##### DATA EXTRACTS
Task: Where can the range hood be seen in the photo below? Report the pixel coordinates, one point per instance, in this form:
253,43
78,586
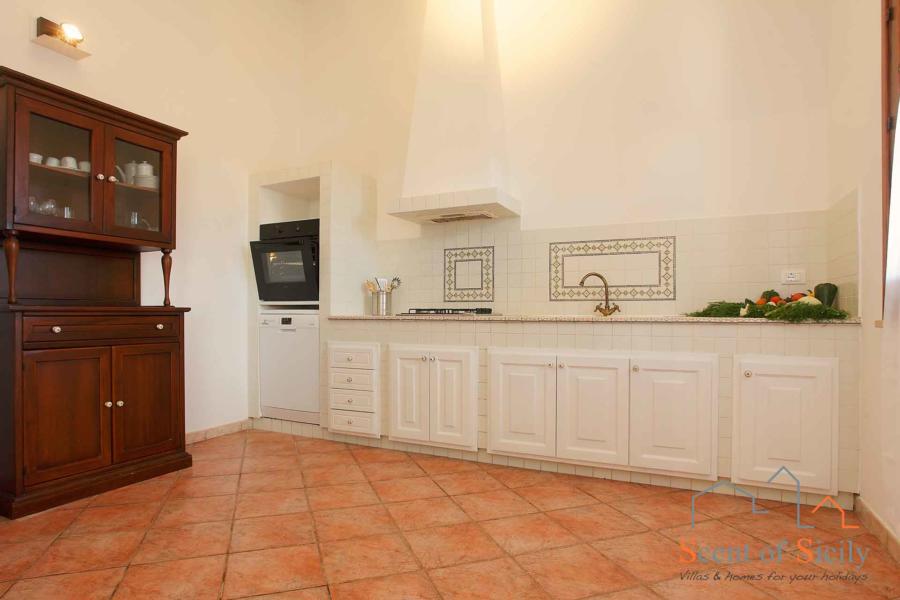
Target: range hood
456,154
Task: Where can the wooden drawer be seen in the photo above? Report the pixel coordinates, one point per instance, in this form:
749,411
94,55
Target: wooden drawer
351,379
352,356
76,329
354,422
352,400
##########
(ASSIGNMENT): Every line of the material above must be written out exactly, with no pictures.

(TASK SOLUTION):
Task: Where can the range hood be seen in the photo below? Report the pixel coordinates, one point per instance, in this form:
253,43
78,586
Target: range hood
456,154
Task: Where can the wooden drawer be seen in the photo above? Report the pixel coordinates, one point per instance, in this form:
749,411
94,55
Target: wooden drawer
351,379
352,356
76,329
354,422
352,400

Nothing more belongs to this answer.